Document segment:
========

On Fri, Jul 22 2022 at 23:41, Sean Christopherson wrote:
> +x86 maintainers, patch 1 most definitely needs acceptance from folks
> beyond KVM.

Thanks for putting us on CC. It seems to be incredibly hard to CC the
relevant maintainers and to get the prefix in the subject straight.

> On Fri, Jul 22, 2022, Andrei Vagin wrote:
>> Another option is the KVM platform. In this case, the Sentry (gVisor
>> kernel) can run in a guest ring0 and create/manage multiple address
>> spaces. Its performance is much better than the ptrace one, but it is
>> still not great compared with the native performance. This change
>> optimizes the most critical part, which is the syscall overhead.
>
> What exactly is the source of the syscall overhead, and what alternatives have
> been explored?  Making arbitrary syscalls from within KVM is mildly terrifying.

What's even worse is that this exposes a magic kernel syscall interface
to random driver writers. Seriously no.

This approach is certainly a clever idea, but exposing this outside of a
very restricted and controlled environment is a patently bad idea.

I skimmed the documentation on the project page:

  sudo modprobe kvm-intel && sudo chmod a+rw /dev/kvm

Can you spot the fail?

========

Information provided:
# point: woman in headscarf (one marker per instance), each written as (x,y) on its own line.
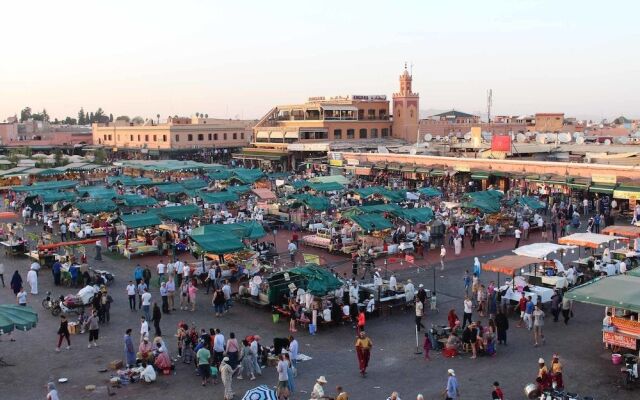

========

Given problem 1:
Using the email thread about the KVM syscall patch, explain in one to three sentences why the reply objects to the approach being used outside a restricted environment.
Given problem 2:
In the email thread about the KVM syscall patch, where can the Sentry run on the KVM platform?

Correct output 1:
The reply objects because the approach exposes a magic kernel syscall interface to random driver writers. While it calls the idea clever, it judges exposing it outside a very restricted and controlled environment to be a patently bad idea.

Correct output 2:
In a guest ring0.